• **MATERIAL TO PROCESS**:
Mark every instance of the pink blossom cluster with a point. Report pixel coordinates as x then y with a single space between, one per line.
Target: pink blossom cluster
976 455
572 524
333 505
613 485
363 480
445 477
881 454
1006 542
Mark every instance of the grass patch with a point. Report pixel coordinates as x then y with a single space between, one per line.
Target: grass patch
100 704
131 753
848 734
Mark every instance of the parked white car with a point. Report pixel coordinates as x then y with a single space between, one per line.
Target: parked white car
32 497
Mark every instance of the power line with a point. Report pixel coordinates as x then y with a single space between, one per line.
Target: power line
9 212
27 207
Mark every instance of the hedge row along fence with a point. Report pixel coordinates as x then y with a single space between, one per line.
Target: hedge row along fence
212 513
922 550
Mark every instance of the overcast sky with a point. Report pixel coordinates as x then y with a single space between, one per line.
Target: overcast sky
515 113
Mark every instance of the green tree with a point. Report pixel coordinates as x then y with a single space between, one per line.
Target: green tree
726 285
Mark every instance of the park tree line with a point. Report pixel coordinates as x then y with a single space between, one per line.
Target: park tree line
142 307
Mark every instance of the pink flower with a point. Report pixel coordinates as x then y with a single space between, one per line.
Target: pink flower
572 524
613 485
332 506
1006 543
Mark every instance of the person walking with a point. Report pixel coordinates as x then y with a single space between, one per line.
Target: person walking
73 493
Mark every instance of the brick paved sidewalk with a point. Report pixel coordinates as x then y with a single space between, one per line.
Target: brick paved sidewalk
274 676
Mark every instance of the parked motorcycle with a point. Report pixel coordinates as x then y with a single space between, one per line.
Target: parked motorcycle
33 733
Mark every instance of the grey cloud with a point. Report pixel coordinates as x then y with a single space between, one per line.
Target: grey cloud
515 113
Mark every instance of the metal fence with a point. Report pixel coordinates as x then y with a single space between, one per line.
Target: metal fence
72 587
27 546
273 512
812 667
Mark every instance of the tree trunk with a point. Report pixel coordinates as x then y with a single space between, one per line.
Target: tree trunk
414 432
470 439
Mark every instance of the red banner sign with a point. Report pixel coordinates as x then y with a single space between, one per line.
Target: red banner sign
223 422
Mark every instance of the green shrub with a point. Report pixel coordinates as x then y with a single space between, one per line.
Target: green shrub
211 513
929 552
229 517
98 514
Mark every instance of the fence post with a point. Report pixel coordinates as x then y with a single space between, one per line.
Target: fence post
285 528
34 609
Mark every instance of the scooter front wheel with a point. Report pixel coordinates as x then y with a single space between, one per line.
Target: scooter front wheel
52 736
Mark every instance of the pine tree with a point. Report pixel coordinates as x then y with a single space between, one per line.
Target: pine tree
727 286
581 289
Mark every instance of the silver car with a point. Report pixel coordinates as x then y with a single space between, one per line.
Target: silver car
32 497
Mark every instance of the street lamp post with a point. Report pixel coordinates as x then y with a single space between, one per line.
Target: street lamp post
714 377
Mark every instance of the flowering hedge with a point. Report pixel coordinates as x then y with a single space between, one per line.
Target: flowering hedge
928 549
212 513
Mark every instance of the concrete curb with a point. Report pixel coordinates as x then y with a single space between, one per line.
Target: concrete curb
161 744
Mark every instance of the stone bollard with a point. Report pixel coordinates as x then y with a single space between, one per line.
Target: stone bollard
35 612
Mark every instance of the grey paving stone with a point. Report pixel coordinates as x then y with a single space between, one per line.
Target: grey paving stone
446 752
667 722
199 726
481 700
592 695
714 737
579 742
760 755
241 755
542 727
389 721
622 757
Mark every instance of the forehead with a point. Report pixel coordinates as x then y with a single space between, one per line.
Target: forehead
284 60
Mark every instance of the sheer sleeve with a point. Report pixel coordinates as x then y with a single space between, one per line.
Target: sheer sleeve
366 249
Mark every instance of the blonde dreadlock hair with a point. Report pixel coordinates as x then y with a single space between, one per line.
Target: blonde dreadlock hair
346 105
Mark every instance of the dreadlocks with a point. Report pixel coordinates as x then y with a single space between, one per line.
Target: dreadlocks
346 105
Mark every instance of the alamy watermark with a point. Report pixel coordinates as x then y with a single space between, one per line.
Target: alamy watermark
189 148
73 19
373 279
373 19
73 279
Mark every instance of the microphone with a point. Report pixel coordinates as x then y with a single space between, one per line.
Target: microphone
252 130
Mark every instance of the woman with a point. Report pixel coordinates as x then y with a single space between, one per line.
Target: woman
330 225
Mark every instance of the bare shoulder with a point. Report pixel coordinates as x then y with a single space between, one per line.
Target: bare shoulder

• **TASK DESCRIPTION**: Please restate the records in full, word for word.

• **RESULT FOR THIS TASK**:
Mark every instance of the pink blossom cluster with a point. Report pixel coordinates as x then y with a single space between, one per line.
Target: pink blossom cluster
976 455
572 524
333 505
613 485
363 480
445 477
881 454
1006 542
Mark every instance of the grass patch with a point. Report pixel coordinates as x then y with a single space between, one per line.
Target: grass patch
100 704
131 753
848 734
Mark every instance of the parked white car with a point. Report pixel coordinates as x then y with a single space between, one per line.
Target: parked white car
32 497
Mark every instance of the power line with a point. Report pixel coordinates as x then y with a single space between, one per line.
Target: power line
9 212
27 207
Mark every instance of the hedge row along fence with a point. Report pixel coordinates as x then y with a single space between, one per line.
Target: hedge row along fence
212 513
922 550
Mark every instance of the overcast sky with a point. Report pixel coordinates as x then y with a single space between, one per line.
Target: overcast sky
515 113
Mark every instance of the green tree with a point. Report pixel coordinates as x then y with a single space between, one per line.
Target: green tree
726 285
Mark every instance of the park tree line with a point. Report pixel coordinates as x then y with a single space between, one per line.
Target: park tree line
142 307
Mark every instance of the pink flower with a point. Report pixel coordinates as x then y with a single space between, one per line.
Target: pink flower
572 524
613 485
332 506
1006 543
Mark every instance of the person walking with a point. Report pixel coordinates as x then y with a single space between, one per line.
Target: person walking
73 493
Mark every instance of the brick paved sidewalk with a point. Report pixel coordinates as x then y with a single space between, one per line.
Target: brick paved sidewalk
274 676
Mark every instance of the parked motorcycle with a point. Report pixel coordinates as x then y with a single space between, one per line.
Target: parked motorcycle
33 733
Mark every instance of the grey cloud with a point. Report pixel coordinates as x then y with a single space between, one per line.
Target: grey cloud
515 113
Mark every instance of the metal fence with a point. Report pixel coordinates as x then y with a single space between, one per line.
Target: metal fence
72 587
27 546
273 512
812 667
Mark every instance of the tree trunk with a point. Report pixel coordinates as x then y with a single space between, one per line.
Target: tree trunk
414 432
470 439
Mark every instance of the red banner sign with a point. Report pixel coordinates as x then y with a single space between, one per line.
Target: red banner sign
223 422
Mark every instance of the green shrub with a point. Report pixel coordinates as x then y with a single space between, one per line.
Target: green shrub
211 513
929 552
229 517
98 514
Mark every instance of the fence post with a point. Report pixel coordinates as x then y with a single space between, one per line.
Target: fence post
285 528
34 609
Mark every instance of the scooter front wheel with a point. Report pixel coordinates as x then y with a single space between, one per line.
Target: scooter front wheel
52 736
Mark every instance of the pine tree with a point. Report pixel coordinates as x then y with a single space between, one per line.
Target: pine tree
727 286
581 289
Mark every instance of the silver car with a point. Report pixel coordinates as x then y with a single space between, one per line.
Target: silver car
32 497
Mark every instance of the street lamp post with a point. Report pixel coordinates as x then y with a single space between, one per line.
Target: street lamp post
714 377
Mark every instance of the flowering hedge with a point. Report pixel coordinates as x then y with a single space between, one per line.
Target: flowering hedge
928 549
212 513
Mark every instance of the concrete curb with a point. Report pixel coordinates as x then y with a single space between, one per line.
Target: concrete curb
161 744
Mark every instance of the stone bollard with a point. Report pixel coordinates as x then y with a single space between, one per line.
Target: stone bollard
35 612
Mark every instance of the grey paving stone with a point. Report pixel coordinates as x then y with a single space between, one per line.
Target: grey paving stone
446 752
667 722
199 726
481 700
592 695
714 737
579 742
760 755
241 755
542 727
389 721
622 757
Mark every instance of the forehead with a point. Report pixel coordinates as x then y with a single space between, one per line.
Target: forehead
284 60
Mark every instance of the sheer sleeve with a point. Report pixel coordinates as x then y with a single space between, one per line.
Target: sheer sleeve
366 249
Mark every instance of the blonde dreadlock hair with a point. Report pixel coordinates as x then y with a single space between, one per line.
Target: blonde dreadlock hair
346 105
Mark every instance of the dreadlocks with a point. Report pixel coordinates as x then y with a single space between, one per line.
Target: dreadlocks
346 105
Mark every instance of the alamy watermark with a point. Report pixel coordinates as x then y with a single space between, one per line.
Target: alamy watermark
189 148
73 19
373 279
373 19
73 279
Mark every instance of the microphone with a point. Report pixel coordinates as x then y with a single space between, one per line.
Target: microphone
252 130
Mark every instance of the woman with a point. Report pixel coordinates as x then y with a single space between, one per line.
Target: woman
330 225
Mark every instance of the bare shoulder with a point. Report pixel coordinates as x then y with a single space between, one per line.
Target: bare shoulder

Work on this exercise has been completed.